### Text shown
*** Begin section ***

A review published in the Journal of Clinical Endocrinology and Metabolism found that those with a vitamin D deficiency may be twice as likely to be diagnosed with schizophrenia; but it was noted that randomized and controlled trials are needed to determine if treatment for low levels of vitamin D may help to prevent schizophrenia. 

According to a study published in the journal Neurology moderate to severe vitamin D deficiency in elderhood is associated with a doubled risk for some forms of dementia which includes Alzheimer’s disease. In this study those with low levels had a 53% increased risk of developing all cause dementia, while those with a severe deficiency had a 125% increased risk, and those with lower levels were about 70% more likely to develop Alzheimer’s disease specifically, and those who were severely deficient were over 120% more likely. It was noted that this study was not able to prove a direct cause and effect relationship, but it was theorized that vitamin D may help to clear plaques in the brain that are linked to dementia.

The connection between low levels of vitamin D and diabetes is more clear. A study published in Biochemical Journal found that when there is a deficiency many cellular processes within the body begin to break down which sets the stage for the onset of diseases such as diabetes.

*** End section ***

### Action item A
In the vitamin D text, repeat the passage from "A review published" to "to prevent schizophrenia.".
### Action item B
In the vitamin D text, which journal published the study finding that a deficiency causes many cellular processes in the body to break down?
### Action item C
Condense the paragraph of the vitamin D text that begins "According to a study published in the journal Neurology" into a bulleted list.

### Record excerpts

*** Begin section ***

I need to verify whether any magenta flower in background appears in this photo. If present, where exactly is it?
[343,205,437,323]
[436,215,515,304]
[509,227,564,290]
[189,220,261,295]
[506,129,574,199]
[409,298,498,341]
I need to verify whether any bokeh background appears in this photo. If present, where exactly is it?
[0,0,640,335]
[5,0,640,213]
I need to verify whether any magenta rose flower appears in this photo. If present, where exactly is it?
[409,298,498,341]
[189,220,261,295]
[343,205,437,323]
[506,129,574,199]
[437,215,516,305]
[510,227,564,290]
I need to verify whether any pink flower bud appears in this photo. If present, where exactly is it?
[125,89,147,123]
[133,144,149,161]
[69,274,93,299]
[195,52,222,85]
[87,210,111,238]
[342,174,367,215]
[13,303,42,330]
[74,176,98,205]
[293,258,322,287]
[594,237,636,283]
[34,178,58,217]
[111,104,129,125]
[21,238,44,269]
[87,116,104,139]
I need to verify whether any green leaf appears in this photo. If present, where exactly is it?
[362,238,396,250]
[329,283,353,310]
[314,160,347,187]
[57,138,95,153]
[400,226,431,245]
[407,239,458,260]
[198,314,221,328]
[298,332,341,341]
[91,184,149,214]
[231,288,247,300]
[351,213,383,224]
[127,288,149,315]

*** End section ***
*** Begin section ***

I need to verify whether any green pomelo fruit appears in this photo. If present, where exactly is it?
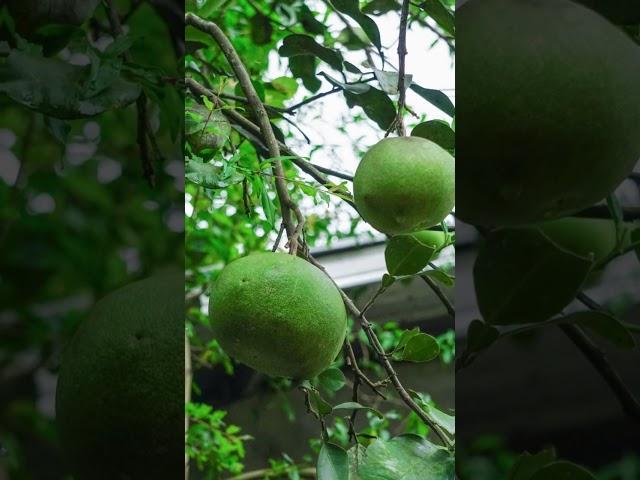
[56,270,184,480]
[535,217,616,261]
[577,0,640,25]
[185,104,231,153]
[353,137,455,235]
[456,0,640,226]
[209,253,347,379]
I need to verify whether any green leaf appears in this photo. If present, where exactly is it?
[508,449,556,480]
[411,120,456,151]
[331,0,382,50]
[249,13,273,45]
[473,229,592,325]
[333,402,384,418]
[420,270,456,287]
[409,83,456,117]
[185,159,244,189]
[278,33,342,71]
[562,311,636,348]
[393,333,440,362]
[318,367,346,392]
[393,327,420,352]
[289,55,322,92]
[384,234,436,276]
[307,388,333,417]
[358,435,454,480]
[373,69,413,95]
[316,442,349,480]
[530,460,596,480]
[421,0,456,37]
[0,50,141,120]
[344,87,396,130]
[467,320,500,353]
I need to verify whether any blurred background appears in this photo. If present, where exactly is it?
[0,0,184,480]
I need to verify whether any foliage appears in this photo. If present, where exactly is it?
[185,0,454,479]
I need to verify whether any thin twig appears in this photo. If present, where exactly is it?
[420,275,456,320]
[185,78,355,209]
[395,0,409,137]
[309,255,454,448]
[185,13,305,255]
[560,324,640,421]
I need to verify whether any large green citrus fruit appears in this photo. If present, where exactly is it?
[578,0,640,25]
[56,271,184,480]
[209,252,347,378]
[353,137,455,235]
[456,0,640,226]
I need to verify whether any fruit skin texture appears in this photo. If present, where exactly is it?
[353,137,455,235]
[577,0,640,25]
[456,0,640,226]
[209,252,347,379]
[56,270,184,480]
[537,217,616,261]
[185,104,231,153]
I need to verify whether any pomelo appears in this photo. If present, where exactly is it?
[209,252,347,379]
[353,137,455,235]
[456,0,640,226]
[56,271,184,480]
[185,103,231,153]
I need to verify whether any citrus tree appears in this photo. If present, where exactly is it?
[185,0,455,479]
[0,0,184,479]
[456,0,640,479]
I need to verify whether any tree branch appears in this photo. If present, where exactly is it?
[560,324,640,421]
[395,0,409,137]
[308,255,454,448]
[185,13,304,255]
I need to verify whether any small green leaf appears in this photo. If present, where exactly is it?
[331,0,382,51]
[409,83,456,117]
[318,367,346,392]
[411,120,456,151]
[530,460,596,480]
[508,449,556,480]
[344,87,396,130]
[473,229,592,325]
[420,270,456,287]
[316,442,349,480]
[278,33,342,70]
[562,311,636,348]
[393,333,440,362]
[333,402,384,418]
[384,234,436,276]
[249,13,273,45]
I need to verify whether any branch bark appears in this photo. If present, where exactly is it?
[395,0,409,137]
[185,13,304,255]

*** End section ***
*** Begin section ***

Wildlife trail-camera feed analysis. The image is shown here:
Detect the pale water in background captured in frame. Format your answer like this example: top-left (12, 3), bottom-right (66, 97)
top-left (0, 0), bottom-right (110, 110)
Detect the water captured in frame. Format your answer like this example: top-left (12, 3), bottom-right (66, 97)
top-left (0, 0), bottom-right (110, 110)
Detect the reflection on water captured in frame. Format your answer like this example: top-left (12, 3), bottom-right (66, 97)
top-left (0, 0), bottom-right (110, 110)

*** End section ***

### Your solution A
A review published in the Journal of Clinical Endocrinology and Metabolism found that those with a vitamin D deficiency may be twice as likely to be diagnosed with schizophrenia; but it was noted that randomized and controlled trials are needed to determine if treatment for low levels of vitamin D may help to prevent schizophrenia.

### Your solution B
Biochemical Journal

### Your solution C
- A study in Neurology links moderate to severe vitamin D deficiency in elderhood to a doubled risk for some forms of dementia, including Alzheimer's disease.
- All-cause dementia risk rose 53% with low levels and 125% with severe deficiency.
- Alzheimer's risk rose about 70% with lower levels and over 120% with severe deficiency.
- The study could not prove direct cause and effect.
- One theory is that vitamin D may help clear brain plaques linked to dementia.